● **Work instructions**:
Write the next part of the report on coronavirus deaths and cases in Wales, picking up after its final sentence.

● **Passage**:
▶
The total number of people in Wales who have now died with lab-confirmed coronavirus stands at 2,338.

Wales’ infection rate has seen a slight increase with 166.5 positive cases per 100,000 people for the last seven days (November 11-17) compared with 164.5 per 100,000 on Thursday.

These are the key details on Friday:

  • Deaths reported today: 31

  • Cases reported today: 1,020 (Down from 1,048 on Thursday)

  • Number of tests carried out: 13,292 (Up from 11,809 on Thursday)

  • Total deaths with lab-confirmed coronavirus in Wales: 2,338

Blaenau Gwent is now the local authority with the most cases per 100,000 people over a seven-day average with 356.0, down from 356.4 on Thursday.

Rhondda Cynon Taf is second highest, with 250.8, down from 256.6 yesterday.

Merthyr Tydfil is the third highest area for infections at 245.3, down from 256.9 one day prior.

The areas with the highest numbers of new cases on Friday were Swansea with 123, Cardiff with 115, Rhondda Cynon Taf with 108, Newport with 70, Caerphilly with 65, Carmarthenshire with 64 and Neath Port Talbot with 61.

Additional areas with high case numbers included Blaenau Gwent with 46, Bridgend with 40, Vale of Glamorgan with 39, Flintshire with 36, Wrexham and Merthyr Tydfil each with 33, Torfaen with 35, Monmouthshire with 21, Powys with 15, Pembrokeshire with 14, Conwy with 13 and Ceredigion with 10.

Local authorities in the single digits were Denbighshire with 8 and Gwynedd and Anglesey each with 1.
◀
[Dataset items]
▶
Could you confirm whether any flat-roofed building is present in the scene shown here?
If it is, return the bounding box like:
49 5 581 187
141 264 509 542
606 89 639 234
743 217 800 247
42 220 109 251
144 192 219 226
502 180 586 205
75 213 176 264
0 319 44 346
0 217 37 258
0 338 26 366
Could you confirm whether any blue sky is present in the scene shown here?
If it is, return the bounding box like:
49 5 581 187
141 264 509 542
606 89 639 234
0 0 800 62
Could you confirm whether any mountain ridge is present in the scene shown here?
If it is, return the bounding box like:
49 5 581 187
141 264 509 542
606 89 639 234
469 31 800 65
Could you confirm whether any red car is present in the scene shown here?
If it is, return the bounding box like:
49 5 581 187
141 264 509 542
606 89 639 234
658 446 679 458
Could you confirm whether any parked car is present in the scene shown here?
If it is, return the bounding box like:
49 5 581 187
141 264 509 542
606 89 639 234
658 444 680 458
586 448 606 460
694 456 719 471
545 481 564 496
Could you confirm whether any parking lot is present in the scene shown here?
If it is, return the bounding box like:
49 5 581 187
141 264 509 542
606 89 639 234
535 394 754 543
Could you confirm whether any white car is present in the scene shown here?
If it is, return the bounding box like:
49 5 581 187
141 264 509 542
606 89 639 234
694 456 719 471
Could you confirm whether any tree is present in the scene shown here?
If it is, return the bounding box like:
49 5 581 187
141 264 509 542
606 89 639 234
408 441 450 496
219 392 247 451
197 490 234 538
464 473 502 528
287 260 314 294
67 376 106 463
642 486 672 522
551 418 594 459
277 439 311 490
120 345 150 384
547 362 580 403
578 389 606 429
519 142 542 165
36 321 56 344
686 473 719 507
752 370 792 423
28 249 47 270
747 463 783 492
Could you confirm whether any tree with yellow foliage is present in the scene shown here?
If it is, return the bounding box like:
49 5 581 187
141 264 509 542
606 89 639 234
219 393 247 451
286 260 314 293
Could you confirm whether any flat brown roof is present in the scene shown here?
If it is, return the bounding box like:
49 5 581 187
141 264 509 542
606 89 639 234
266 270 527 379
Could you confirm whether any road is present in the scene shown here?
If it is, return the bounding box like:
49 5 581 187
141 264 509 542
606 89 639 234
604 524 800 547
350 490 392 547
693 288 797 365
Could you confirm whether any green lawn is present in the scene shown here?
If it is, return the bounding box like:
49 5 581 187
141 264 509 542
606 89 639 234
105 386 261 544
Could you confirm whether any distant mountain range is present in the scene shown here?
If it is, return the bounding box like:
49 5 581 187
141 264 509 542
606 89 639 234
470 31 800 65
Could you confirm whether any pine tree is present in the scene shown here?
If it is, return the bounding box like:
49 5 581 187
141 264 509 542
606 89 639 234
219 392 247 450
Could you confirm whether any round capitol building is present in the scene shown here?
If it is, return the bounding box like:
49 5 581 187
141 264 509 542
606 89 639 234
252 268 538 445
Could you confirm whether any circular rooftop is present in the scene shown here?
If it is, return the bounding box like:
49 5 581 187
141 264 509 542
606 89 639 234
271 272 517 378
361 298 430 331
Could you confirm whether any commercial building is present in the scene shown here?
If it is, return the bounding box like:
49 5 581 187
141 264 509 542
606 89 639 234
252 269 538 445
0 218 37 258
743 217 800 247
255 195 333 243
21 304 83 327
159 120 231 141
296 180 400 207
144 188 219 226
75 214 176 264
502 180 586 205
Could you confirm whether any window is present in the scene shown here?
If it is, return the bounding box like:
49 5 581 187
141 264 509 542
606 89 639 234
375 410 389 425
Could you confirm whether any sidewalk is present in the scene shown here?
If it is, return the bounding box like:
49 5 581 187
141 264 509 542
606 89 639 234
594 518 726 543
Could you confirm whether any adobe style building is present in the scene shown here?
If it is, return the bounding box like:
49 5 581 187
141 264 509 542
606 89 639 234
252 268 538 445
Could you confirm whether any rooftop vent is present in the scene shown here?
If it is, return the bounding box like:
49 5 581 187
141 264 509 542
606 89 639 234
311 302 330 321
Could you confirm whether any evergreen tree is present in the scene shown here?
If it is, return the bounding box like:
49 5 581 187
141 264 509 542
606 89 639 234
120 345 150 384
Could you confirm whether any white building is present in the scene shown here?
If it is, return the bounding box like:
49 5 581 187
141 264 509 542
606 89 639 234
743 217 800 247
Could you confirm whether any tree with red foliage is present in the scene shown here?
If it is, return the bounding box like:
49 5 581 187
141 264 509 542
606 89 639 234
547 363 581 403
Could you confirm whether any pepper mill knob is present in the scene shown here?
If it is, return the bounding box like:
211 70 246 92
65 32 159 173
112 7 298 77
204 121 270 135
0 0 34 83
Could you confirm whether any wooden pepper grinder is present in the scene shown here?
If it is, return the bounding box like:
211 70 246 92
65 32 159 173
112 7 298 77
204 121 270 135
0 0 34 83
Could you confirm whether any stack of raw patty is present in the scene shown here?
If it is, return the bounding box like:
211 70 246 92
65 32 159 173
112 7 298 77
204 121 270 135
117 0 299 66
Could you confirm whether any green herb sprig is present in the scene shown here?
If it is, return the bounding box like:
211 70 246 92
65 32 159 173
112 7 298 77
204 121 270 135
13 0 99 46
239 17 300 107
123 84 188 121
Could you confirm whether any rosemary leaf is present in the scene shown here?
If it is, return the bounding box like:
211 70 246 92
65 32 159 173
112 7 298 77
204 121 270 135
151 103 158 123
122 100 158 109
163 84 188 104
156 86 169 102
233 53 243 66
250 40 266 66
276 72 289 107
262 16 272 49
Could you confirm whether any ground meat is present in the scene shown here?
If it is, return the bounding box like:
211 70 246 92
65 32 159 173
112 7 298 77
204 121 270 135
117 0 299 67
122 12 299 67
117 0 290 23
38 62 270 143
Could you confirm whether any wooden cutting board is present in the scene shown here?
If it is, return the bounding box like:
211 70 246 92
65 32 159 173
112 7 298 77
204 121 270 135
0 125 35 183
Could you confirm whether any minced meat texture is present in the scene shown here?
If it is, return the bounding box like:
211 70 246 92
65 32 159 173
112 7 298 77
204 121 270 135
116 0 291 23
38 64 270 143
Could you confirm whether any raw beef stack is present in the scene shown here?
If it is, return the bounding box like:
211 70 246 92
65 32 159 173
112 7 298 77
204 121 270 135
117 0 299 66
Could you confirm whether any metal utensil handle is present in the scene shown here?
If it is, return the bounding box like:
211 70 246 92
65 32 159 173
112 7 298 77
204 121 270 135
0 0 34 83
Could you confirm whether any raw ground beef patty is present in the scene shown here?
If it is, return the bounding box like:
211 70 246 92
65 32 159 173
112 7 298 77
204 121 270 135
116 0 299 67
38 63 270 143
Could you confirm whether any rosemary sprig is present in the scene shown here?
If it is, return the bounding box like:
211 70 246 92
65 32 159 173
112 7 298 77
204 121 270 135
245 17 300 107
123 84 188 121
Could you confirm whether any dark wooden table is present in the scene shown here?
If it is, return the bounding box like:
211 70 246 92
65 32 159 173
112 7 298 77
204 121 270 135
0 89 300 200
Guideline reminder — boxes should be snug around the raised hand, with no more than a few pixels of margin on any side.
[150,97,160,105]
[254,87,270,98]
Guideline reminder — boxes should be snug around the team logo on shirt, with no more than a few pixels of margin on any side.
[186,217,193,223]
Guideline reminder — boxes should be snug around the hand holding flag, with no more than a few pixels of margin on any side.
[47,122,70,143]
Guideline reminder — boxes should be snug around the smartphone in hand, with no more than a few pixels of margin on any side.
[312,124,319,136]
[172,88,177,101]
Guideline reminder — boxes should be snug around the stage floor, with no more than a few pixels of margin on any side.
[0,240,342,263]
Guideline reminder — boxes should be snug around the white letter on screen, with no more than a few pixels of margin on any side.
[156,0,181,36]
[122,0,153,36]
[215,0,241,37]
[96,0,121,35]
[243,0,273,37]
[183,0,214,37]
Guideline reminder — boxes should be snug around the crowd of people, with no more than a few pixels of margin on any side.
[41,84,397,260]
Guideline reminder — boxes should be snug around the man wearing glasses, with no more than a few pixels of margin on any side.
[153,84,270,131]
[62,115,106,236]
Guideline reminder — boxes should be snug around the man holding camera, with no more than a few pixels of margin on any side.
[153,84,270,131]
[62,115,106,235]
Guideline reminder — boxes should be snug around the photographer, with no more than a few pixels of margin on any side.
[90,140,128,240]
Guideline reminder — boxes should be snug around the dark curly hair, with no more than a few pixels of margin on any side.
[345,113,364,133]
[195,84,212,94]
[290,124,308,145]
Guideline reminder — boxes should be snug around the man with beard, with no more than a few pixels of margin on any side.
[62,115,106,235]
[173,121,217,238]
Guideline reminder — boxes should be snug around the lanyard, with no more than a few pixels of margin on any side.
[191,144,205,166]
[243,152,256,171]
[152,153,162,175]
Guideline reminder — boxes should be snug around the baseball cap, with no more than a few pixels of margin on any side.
◀
● **Your response**:
Cases per 100,000 for rolling seven days (Nov 11-17)

Aneurin Bevan University Health Board

Blaenau Gwent: 365.0 (Up from 356.4)

Caerphilly: 238.0 (Down from 251.8)

Newport: 200.4 (Up from 196.5)

Torfaen: 192.6 (Up from 176.7)

Monmouthshire: 138.5 (Unchanged)

Betsi Cadwaldr University Health Board

Flintshire: 164.6 (Up from 160.8)

Wrexham: 139.8 (Down from 140.5)

Denbighshire: 87.8 (Unchanged)

Conwy: 45.2 (Up from 44.4)

Gwynedd: 29.7 (Down from 34.5)

Anglesey: 24.3 (Up from 22.8)

Cardiff and Vale University Health Board

Cardiff: 161.1 (Down from 161.4)

Vale of Glamorgan: 127.3 (Up from 107.0)

Cwm Taf Morgannwg University Health Board

Rhondda Cynon Taf: 250.8 (Down from 256.6)

Merthyr Tydfil: 245.3 (Down from 256.9)

Bridgend: 197.2 (Up from 194.5)

Hywel Dda University Health Board

Carmarthenshire: 160.5 (Up from 147.8)

Ceredigion: 93.5 (Unchanged)

Pembrokeshire: 54.8 (Down from 55.6)

Powys Teaching Health Board

Powys: 83.8 (Up from 82.3)

Swansea Bay University Health Board

Neath Port Talbot: 239.3 (Up from 231.7)

Swansea: 223.5 (Up from 220.2)

Wales total – 166.5 (Up from 164.5)

Use this tool to check case figures in your area:

Dr Robin Howe, Incident Director for the Novel Coronavirus (COVID-19) outbreak response at Public Health Wales, said: “From tomorrow, Saturday 21 November, everyone living, working and studying in Merthyr Tydfil County Borough will be eligible for a free COVID-19 test whether they have symptoms or not.

“This mass testing exercise will help to understand how the virus has spread in Merthyr and to break the chains of transmission in the area. Merthyr has one of the highest rates of Coronavirus in Wales and this will help to get the virus under control.

“Public Health Wales encourages as many people as possible to come forward to be tested. For the first time in Wales, Lateral Flow Devices will be used which give a result within 30 minutes. For more information about the testing exercise visit the MTCBC website.

“Public Health Wales strongly advises the public to take personal responsibility for their actions and to ensure that we are all doing as much as possible to limit the transmission of Coronavirus.

“We would remind everyone that Coronavirus is still active in our communities, and therefore this does not mean a return to normality.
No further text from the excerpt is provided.